Despite these claims, Bloomberg News reported last June that since the BDS campaign was launched in 2005, foreign investment in Israel has nearly tripled. It seems that not many people are listening to Barghouti and his ilk.

In a March letter to Times, Barghouti claimed, “Since its inception in 2005 by the largest Palestinian grass-roots civil society coalition, B.D.S. has consistently called for ending Israel’s occupation of Gaza and the West Bank, including East Jerusalem; granting full equality for Palestinian citizens of Israel, who are discriminated against by dozens of laws; and recognizing the United Nations-stipulated right of Palestinian refugees to return to lands from which they were forcibly displaced during Israel’s establishment in 1948.”

Contrary to Barghouti’s allegation, Israel guarantees full civil rights to all of its citizens. Israeli-Arabs participate in the Knesset, on the Supreme Court, academic institutions, the diplomatic corps, and even the military.

More troubling is his insistence that Palestinians have a “right of return” to Israel. The immigration of the five million Palestinians classified as refugees by the United Nations–a classification based on a unique definition of “Palestine refugees,” which is different than the definition used for every other refugee population in the world–would overwhelm Israel with Palestinians, demographically destroying Israel as a Jewish state. It is shorthand for advocating the destruction of Israel and something that Barghouti has expressed more explicitly in the past. In 2004, he wrote, “We are witnessing the rapid demise of Zionism, and nothing can be done to save it, for Zionism is intent on killing itself. I, for one, support euthanasia.”

Even his reference to resolution 194 is mistaken, as Michael Mandelbaum, a professor of American foreign policy at Johns Hopkins University, wrote last year:

That resolution, while devoted chiefly to other matters, included a paragraph suggesting the return of all refugees—implicitly including Jews who had resided in Arab countries—to their original homes. It was not drafted to be mandatory and was never intended to have the force of law. The Arab governments never made any effort to extend such a “right” to Jews who had had to flee their countries and, in any event, did not vote for the resolution when it came before the General Assembly.

● **REQUESTS**:
**1.** Answer these questions using the passage on the BDS campaign.
(a) According to Bloomberg News, what has happened to foreign investment in Israel since the BDS campaign was launched?
(b) How many Palestinians does the United Nations classify as refugees?
(c) At which university is Michael Mandelbaum a professor?
**2.** Copy the records word for word. Begin at the line that contains "Give the outline of every instance of the lamp" and continue through the last line of the records.

● **THE INPUT**:
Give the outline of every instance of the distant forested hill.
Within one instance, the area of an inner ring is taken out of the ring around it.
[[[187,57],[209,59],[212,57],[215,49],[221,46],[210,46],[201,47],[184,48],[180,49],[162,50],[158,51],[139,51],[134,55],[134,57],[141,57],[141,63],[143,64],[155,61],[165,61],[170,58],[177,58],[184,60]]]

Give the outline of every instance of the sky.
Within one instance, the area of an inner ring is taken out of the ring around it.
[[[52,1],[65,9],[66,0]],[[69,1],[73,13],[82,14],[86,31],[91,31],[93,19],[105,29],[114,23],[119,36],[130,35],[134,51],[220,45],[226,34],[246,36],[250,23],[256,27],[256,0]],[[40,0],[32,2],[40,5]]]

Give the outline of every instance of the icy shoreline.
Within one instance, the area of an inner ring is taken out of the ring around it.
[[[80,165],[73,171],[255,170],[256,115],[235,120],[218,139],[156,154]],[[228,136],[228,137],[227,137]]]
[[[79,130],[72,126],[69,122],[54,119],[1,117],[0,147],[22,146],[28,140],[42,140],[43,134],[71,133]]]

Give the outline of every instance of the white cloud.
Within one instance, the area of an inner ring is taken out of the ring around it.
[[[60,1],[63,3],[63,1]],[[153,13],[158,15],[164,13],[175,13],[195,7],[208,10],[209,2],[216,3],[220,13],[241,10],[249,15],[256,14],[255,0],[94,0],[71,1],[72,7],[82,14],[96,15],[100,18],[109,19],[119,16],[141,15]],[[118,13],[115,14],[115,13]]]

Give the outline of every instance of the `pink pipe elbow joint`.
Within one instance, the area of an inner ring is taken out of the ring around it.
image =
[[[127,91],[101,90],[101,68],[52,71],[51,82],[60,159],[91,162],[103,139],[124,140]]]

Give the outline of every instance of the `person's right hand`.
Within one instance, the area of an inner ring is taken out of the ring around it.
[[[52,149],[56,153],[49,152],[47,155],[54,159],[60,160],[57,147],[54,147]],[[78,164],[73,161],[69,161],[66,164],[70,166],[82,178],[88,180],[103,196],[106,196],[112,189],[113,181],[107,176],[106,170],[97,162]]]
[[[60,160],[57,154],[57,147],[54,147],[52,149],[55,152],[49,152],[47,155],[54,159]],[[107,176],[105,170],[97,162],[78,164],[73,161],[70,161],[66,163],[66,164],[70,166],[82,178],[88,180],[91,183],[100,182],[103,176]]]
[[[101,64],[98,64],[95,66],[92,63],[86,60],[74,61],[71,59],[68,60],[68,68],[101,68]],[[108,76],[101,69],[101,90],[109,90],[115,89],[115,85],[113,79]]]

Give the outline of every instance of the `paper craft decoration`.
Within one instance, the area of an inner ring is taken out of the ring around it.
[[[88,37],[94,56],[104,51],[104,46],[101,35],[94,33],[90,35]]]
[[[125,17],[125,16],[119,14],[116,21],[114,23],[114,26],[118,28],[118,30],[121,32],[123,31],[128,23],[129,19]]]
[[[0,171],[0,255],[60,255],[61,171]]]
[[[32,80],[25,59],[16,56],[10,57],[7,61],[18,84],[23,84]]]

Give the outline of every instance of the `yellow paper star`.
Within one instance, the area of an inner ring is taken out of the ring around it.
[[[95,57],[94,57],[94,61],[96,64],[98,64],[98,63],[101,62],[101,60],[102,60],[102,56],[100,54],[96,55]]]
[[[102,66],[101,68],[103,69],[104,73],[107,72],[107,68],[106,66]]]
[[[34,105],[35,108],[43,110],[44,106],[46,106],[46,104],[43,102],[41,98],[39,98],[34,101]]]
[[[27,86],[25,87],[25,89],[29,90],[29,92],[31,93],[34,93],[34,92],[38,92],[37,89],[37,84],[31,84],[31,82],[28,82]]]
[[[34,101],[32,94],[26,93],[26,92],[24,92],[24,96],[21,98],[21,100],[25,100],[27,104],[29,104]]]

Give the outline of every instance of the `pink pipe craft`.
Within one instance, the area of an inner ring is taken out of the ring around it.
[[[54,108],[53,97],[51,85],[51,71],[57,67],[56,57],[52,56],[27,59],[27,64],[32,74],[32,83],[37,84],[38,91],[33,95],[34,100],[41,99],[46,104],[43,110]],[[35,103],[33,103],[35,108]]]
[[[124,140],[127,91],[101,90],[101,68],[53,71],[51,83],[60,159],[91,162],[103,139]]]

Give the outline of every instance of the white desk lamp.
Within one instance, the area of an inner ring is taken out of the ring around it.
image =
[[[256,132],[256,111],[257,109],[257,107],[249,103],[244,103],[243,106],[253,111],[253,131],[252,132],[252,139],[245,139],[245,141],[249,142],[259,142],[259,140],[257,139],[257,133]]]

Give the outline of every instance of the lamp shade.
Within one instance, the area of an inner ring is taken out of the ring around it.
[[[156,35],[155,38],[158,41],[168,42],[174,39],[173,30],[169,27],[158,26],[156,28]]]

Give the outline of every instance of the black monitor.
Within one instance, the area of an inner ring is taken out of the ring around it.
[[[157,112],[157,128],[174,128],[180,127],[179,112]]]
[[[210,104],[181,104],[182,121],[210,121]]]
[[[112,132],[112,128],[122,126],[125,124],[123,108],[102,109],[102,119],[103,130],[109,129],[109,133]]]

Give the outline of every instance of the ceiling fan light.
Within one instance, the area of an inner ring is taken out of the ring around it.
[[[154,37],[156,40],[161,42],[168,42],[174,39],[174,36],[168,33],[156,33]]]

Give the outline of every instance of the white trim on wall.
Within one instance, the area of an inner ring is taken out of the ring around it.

● **EXPECTED RESULTS**:
**1.**
(a) It has nearly tripled.
(b) Five million.
(c) Johns Hopkins University.

**2.**
Give the outline of every instance of the lamp shade.
Within one instance, the area of an inner ring is taken out of the ring around it.
[[[156,35],[155,38],[158,41],[168,42],[174,39],[173,30],[169,27],[158,26],[156,28]]]

Give the outline of every instance of the black monitor.
Within one instance, the area of an inner ring is taken out of the ring around it.
[[[157,112],[157,128],[174,128],[180,127],[179,112]]]
[[[210,104],[181,104],[182,121],[210,121]]]
[[[112,132],[112,128],[122,126],[125,124],[123,108],[102,109],[102,119],[103,130],[109,129],[109,133]]]

Give the outline of every instance of the ceiling fan light.
Within one instance, the area of an inner ring is taken out of the ring around it.
[[[154,37],[156,40],[161,42],[168,42],[174,39],[174,36],[168,33],[156,33]]]

Give the outline of every instance of the white trim on wall.
Within one instance, the area of an inner ring is taken out of the ring around it.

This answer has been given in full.